* **Excerpt**
►
We gain further understanding of Oppenheimer’s complexities by taking a look at his famous statement that “the physicists have known sin.”


The full sentence is more impressive:


In some sort of crude sense which no vulgarity, no humor, no overstatement can quite extinguish, the physicists have known sin; and this is a knowledge which they cannot lose.


He is not saying that the physicists were wrong to create the weapons but rather that they - he - had committed a profound moral transgression, a collective sin in creating a genocidal instrument, even if it was necessary for preventing future wars.


Underneath Oppenheimer’s promethean capacities was a vulnerable and at times deeply distraught human being. He could be needy and contradictory in his relationships with others and subject to periodic depression. During his early adult life he was at times suicidal and on at least two occasions violent toward others: he poisoned an apple of a Cambridge tutor (we do not know how much poison he used) who insisted that he engage in hated laboratory work, and on another occasion attempted to strangle a friend who told him of love and plans for marriage.
◄
* **Data section**
►
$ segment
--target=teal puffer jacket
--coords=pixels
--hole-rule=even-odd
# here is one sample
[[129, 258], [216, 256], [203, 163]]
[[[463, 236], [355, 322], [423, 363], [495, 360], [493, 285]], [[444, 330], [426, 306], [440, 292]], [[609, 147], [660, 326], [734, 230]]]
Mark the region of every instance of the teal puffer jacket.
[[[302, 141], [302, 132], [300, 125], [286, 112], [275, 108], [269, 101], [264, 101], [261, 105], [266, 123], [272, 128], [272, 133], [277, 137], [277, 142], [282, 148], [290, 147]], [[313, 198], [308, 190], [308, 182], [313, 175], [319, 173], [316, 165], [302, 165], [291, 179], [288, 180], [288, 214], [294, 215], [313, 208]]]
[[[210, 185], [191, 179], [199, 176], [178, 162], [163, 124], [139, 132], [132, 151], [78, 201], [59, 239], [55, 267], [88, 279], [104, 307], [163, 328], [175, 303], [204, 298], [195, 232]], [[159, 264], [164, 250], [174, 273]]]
◄
* **How to complete this task**
According to the excerpt on Oppenheimer, what did he attempt to do to a friend who told him of love and plans for marriage? The rows play no part in what follows.

* **Answer for the task**
He attempted to strangle the friend.